EXERCISE ::
Put the lines from the one containing "the lichen in" through the end of the records into a JSON list of strings, with one string per line. Omit blank lines and leave the pictures out.
--- BEGIN MATERIALS PROVIDED ---
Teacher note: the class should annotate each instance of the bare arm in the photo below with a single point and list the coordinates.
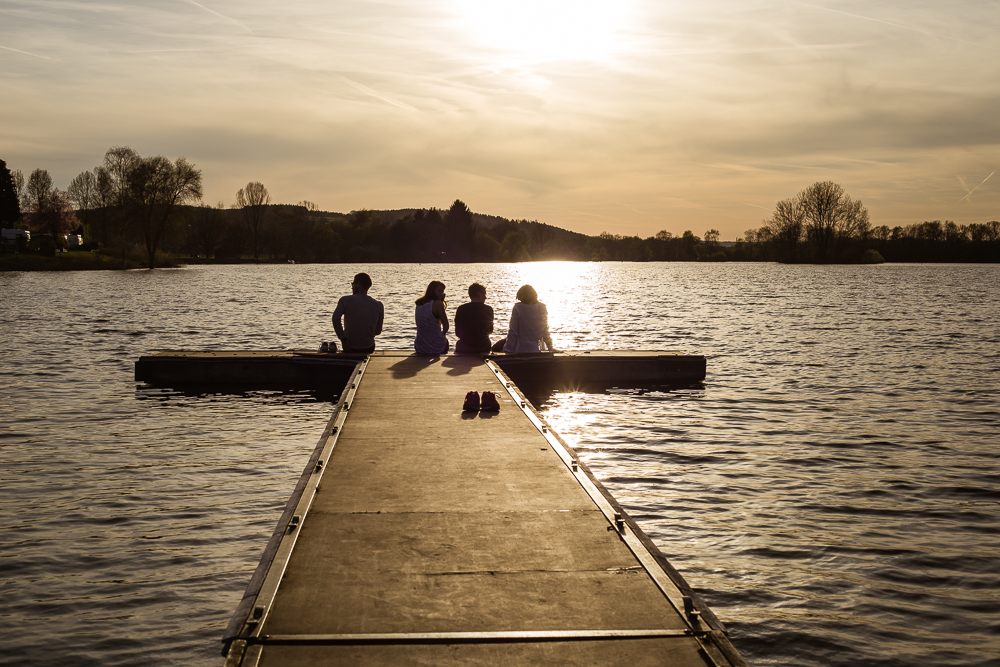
(545, 329)
(439, 312)
(338, 316)
(515, 323)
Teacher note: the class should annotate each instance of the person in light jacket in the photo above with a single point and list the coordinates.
(432, 321)
(529, 324)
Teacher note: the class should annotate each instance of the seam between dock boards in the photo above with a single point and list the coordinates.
(269, 588)
(611, 513)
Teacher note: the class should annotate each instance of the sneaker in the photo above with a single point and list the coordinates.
(490, 401)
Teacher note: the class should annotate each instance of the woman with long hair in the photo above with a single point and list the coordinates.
(432, 321)
(529, 324)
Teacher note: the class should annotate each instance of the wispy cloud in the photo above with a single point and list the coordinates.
(379, 96)
(221, 16)
(973, 189)
(896, 25)
(33, 55)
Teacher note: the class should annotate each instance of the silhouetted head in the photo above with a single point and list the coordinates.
(361, 283)
(477, 290)
(527, 294)
(435, 292)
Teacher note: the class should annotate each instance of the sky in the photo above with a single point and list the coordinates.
(628, 117)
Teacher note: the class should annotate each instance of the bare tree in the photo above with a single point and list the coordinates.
(18, 179)
(119, 162)
(830, 216)
(38, 187)
(10, 204)
(784, 228)
(83, 191)
(157, 186)
(207, 227)
(253, 201)
(52, 214)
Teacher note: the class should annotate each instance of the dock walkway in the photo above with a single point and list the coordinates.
(420, 534)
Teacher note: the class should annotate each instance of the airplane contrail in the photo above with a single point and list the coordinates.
(221, 16)
(379, 96)
(33, 55)
(894, 25)
(974, 189)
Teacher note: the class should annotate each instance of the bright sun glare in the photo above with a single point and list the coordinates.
(540, 30)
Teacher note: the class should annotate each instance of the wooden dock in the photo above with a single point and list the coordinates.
(422, 535)
(304, 369)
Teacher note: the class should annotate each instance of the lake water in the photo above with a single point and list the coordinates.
(832, 491)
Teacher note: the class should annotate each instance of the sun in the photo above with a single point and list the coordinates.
(542, 30)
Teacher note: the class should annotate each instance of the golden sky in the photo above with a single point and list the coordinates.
(626, 117)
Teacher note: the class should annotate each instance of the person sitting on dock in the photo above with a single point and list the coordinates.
(529, 324)
(432, 321)
(474, 323)
(362, 317)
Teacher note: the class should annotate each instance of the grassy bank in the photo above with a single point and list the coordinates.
(75, 260)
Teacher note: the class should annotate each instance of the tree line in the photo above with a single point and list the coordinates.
(149, 205)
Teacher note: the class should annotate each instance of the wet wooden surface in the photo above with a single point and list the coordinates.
(441, 537)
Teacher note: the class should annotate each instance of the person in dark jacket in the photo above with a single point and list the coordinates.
(474, 322)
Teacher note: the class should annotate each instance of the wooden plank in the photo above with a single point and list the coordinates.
(300, 369)
(429, 520)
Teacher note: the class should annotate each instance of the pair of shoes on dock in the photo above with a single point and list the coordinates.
(488, 403)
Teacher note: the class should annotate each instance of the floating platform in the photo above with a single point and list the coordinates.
(301, 369)
(420, 534)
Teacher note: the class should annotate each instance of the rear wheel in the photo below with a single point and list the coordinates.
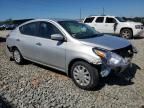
(17, 56)
(84, 75)
(126, 33)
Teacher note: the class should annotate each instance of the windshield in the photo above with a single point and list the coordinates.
(78, 30)
(121, 19)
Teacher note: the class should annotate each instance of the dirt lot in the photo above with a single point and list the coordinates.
(34, 86)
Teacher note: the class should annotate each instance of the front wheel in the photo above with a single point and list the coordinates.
(84, 75)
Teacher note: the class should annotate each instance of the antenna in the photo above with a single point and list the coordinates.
(103, 11)
(80, 14)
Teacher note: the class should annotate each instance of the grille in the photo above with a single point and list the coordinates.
(124, 52)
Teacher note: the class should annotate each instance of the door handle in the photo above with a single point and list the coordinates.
(17, 39)
(39, 44)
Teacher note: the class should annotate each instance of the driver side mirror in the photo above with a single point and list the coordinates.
(57, 37)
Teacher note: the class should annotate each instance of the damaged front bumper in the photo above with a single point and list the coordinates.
(107, 69)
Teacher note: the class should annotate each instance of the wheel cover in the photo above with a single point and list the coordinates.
(81, 75)
(125, 34)
(17, 56)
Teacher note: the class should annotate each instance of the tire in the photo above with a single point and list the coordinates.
(87, 78)
(126, 33)
(17, 57)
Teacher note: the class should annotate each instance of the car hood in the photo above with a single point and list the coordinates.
(106, 42)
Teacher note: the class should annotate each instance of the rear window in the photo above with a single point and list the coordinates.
(29, 29)
(100, 20)
(89, 20)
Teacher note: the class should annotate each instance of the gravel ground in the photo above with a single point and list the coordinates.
(34, 86)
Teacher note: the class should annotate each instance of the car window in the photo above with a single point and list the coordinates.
(89, 20)
(47, 29)
(100, 20)
(110, 20)
(29, 29)
(78, 30)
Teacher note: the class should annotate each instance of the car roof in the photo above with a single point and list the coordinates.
(51, 19)
(101, 16)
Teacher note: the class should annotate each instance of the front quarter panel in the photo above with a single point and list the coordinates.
(80, 51)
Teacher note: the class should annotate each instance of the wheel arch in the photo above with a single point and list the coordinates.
(76, 60)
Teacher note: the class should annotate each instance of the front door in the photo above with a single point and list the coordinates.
(51, 52)
(110, 24)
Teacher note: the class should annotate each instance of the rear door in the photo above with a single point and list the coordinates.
(27, 40)
(99, 24)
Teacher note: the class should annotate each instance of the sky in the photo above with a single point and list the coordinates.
(20, 9)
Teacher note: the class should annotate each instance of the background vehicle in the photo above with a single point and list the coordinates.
(71, 47)
(115, 25)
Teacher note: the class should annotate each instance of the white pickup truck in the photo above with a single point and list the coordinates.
(115, 25)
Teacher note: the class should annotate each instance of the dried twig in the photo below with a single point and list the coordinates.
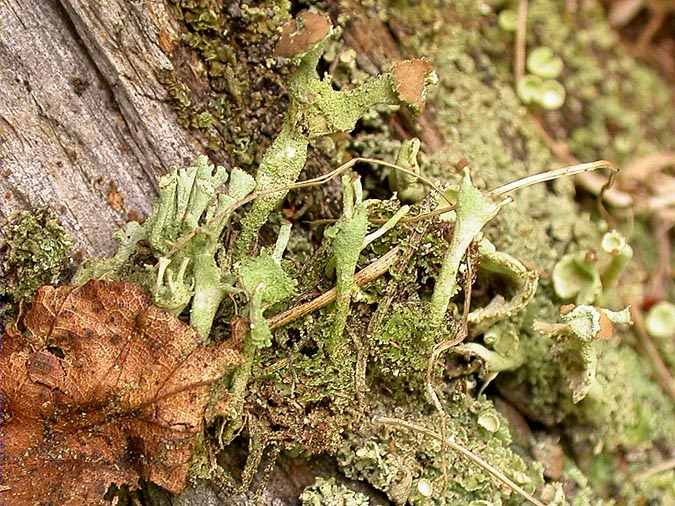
(648, 348)
(465, 452)
(363, 277)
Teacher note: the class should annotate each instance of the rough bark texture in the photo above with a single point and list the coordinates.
(84, 123)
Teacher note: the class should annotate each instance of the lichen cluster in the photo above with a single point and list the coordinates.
(500, 328)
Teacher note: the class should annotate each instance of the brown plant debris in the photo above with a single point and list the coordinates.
(410, 77)
(103, 388)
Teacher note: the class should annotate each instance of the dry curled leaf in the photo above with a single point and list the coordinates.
(103, 388)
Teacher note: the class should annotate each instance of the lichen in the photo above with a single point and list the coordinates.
(35, 250)
(326, 492)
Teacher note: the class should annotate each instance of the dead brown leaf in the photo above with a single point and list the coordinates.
(102, 388)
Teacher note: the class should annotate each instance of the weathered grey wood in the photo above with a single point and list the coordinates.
(84, 125)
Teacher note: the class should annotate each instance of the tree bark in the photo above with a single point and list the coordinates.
(85, 127)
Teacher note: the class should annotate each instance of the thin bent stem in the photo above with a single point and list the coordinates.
(465, 452)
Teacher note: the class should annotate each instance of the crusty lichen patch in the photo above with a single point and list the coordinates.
(35, 251)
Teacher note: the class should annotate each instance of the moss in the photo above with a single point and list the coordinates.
(404, 464)
(224, 84)
(36, 251)
(326, 492)
(403, 346)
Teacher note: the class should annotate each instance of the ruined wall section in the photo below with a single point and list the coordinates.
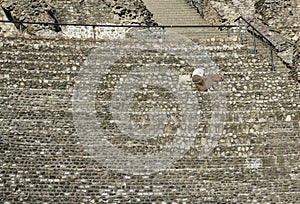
(278, 20)
(76, 12)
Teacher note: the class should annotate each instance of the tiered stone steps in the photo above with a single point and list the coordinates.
--- END MATERIALS PROVIDED ---
WRITTEN ANSWER ::
[
  "Teacher note: the class should annotate each instance of the lichen in the photo above with a single point and list the coordinates.",
  "(35, 250)",
  "(326, 492)",
  "Teacher note: the class should annotate each instance of the dead brown leaf in the photo above with a single point and list the coordinates.",
  "(102, 388)",
  "Teacher note: the class should annotate each instance of the weathered grey wood in the photo above with a single point and list the coordinates.",
  "(84, 125)",
  "Teacher note: the class should annotate each instance of the tree bark in the photo above with a single point and list the coordinates.",
  "(85, 127)",
  "Teacher note: the class should annotate each instance of the thin bent stem in the photo above with a single point and list the coordinates.",
  "(465, 452)",
  "Teacher note: the class should annotate each instance of the crusty lichen patch in the photo above with a single point and list the coordinates.",
  "(35, 251)",
  "Teacher note: the class should annotate each instance of the moss in the photo above with a single point and list the coordinates.",
  "(404, 464)",
  "(224, 84)",
  "(36, 251)",
  "(326, 492)",
  "(403, 346)",
  "Teacher note: the class should annotate each instance of the ruined wall section in the photo below with a single point and list the coordinates.",
  "(278, 20)",
  "(76, 12)",
  "Teacher note: the class should annotate each instance of the tiered stone steps in the photo above with a single point and list the coordinates."
]